-- Start Data for processing --

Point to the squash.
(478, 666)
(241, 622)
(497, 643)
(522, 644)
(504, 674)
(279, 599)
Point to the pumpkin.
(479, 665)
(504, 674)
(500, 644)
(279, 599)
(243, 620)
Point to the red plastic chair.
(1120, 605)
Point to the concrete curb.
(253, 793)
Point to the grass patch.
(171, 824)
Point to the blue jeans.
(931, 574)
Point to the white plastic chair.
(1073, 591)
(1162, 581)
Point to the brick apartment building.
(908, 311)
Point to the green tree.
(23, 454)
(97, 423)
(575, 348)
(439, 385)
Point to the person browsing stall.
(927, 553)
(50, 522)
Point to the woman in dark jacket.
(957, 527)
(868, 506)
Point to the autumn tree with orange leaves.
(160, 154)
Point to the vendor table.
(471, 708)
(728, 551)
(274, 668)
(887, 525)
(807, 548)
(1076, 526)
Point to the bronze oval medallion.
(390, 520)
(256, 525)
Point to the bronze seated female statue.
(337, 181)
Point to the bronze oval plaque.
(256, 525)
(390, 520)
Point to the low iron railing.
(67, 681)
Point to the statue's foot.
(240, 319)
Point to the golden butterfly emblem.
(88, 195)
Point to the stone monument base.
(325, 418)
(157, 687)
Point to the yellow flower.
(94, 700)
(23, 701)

-- End Data for processing --

## Stated task
Repeat exactly the lines from the line containing "Point to the pumpkin." through the end of the listing above; both boundary lines are part of the output.

## Response to this exercise
Point to the pumpkin.
(479, 665)
(504, 674)
(500, 644)
(279, 599)
(243, 620)
Point to the red plastic chair.
(1120, 605)
Point to the concrete curb.
(253, 793)
Point to the grass patch.
(171, 824)
Point to the blue jeans.
(931, 574)
Point to the white plastic chair.
(1073, 591)
(1162, 581)
Point to the brick apartment building.
(908, 311)
Point to the green tree.
(23, 454)
(97, 423)
(575, 348)
(439, 385)
Point to the person browsing stall.
(927, 553)
(50, 522)
Point to the woman in dark jacket.
(957, 527)
(868, 506)
Point to the autumn tree with orange leaves.
(160, 154)
Point to the vendor table.
(471, 708)
(728, 551)
(274, 668)
(887, 525)
(807, 548)
(1076, 526)
Point to the bronze oval medallion.
(390, 520)
(256, 525)
Point to the bronze seated female statue.
(337, 181)
Point to the bronze oval plaque.
(256, 525)
(390, 520)
Point to the low iron railing.
(67, 681)
Point to the statue's foot.
(240, 319)
Point to the golden butterfly emblem.
(88, 195)
Point to the stone monument base.
(325, 418)
(157, 687)
Point to the yellow flower.
(94, 700)
(23, 701)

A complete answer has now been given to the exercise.